──────── Rows ────────

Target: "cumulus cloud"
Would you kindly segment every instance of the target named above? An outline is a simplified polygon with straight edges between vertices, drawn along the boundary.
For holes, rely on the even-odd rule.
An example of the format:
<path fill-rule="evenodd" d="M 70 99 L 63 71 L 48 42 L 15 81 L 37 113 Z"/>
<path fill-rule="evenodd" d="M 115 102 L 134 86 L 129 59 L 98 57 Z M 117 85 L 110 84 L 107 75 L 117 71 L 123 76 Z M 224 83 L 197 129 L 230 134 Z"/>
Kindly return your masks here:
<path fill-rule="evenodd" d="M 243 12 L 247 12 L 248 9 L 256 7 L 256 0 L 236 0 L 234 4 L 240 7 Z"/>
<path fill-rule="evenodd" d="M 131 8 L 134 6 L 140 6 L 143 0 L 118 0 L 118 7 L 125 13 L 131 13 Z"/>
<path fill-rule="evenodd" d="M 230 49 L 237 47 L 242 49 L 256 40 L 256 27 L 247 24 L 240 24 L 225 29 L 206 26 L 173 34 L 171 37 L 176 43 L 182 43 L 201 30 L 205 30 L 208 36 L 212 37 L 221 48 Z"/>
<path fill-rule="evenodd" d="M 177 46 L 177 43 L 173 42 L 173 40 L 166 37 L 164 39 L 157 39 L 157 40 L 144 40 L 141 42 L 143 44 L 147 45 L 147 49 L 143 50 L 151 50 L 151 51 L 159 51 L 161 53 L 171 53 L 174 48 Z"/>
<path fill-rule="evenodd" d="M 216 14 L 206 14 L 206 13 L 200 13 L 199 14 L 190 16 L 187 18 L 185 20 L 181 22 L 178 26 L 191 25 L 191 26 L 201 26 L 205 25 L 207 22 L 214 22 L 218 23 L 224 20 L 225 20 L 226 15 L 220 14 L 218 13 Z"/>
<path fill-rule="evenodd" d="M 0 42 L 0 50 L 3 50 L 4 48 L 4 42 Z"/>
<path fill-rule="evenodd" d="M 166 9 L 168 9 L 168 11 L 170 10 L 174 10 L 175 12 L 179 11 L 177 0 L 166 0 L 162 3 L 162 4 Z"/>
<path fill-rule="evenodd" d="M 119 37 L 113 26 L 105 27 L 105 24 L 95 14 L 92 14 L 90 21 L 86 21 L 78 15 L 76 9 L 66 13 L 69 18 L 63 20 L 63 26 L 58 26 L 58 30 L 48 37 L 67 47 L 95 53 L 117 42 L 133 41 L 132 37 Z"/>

────────

Print all of the entries above again, word for word, without altering a single character.

- _Reply_:
Target: "cumulus cloud"
Would you kindly segment every instance of the target named above? An outline is a simplified polygon with straight edges between vertices, drawn along the boundary.
For holes, rely on the even-odd rule.
An example of the format:
<path fill-rule="evenodd" d="M 70 99 L 63 71 L 48 42 L 15 81 L 37 113 Z"/>
<path fill-rule="evenodd" d="M 115 102 L 134 86 L 129 59 L 98 57 Z M 117 85 L 110 84 L 107 75 L 117 71 L 123 76 Z M 224 83 L 197 129 L 230 134 Z"/>
Kindly return your masks here:
<path fill-rule="evenodd" d="M 243 12 L 247 12 L 248 9 L 256 7 L 256 0 L 236 0 L 234 4 L 240 7 Z"/>
<path fill-rule="evenodd" d="M 131 8 L 134 6 L 140 6 L 143 0 L 118 0 L 118 7 L 125 13 L 131 13 Z"/>
<path fill-rule="evenodd" d="M 230 49 L 237 47 L 242 49 L 256 40 L 256 27 L 247 24 L 240 24 L 225 29 L 206 26 L 173 34 L 171 37 L 176 43 L 182 43 L 201 30 L 205 30 L 208 36 L 212 37 L 221 48 Z"/>
<path fill-rule="evenodd" d="M 177 46 L 177 43 L 173 42 L 173 40 L 166 37 L 164 39 L 157 39 L 157 40 L 144 40 L 141 42 L 143 44 L 147 45 L 147 49 L 143 50 L 151 50 L 151 51 L 159 51 L 161 53 L 171 53 L 174 48 Z"/>
<path fill-rule="evenodd" d="M 216 14 L 206 14 L 206 13 L 200 13 L 199 14 L 190 16 L 187 18 L 185 20 L 181 22 L 178 26 L 191 25 L 191 26 L 201 26 L 205 25 L 207 22 L 214 22 L 218 23 L 224 20 L 225 20 L 226 15 L 220 14 L 218 13 Z"/>
<path fill-rule="evenodd" d="M 0 42 L 0 50 L 3 50 L 4 48 L 4 42 Z"/>
<path fill-rule="evenodd" d="M 166 9 L 168 9 L 168 11 L 170 10 L 174 10 L 175 12 L 179 11 L 177 0 L 166 0 L 162 3 L 162 4 Z"/>
<path fill-rule="evenodd" d="M 119 37 L 113 26 L 105 27 L 105 24 L 95 14 L 92 14 L 90 21 L 86 21 L 78 15 L 76 9 L 66 13 L 69 18 L 63 20 L 63 26 L 58 26 L 58 30 L 48 37 L 67 47 L 95 53 L 117 42 L 133 41 L 132 37 Z"/>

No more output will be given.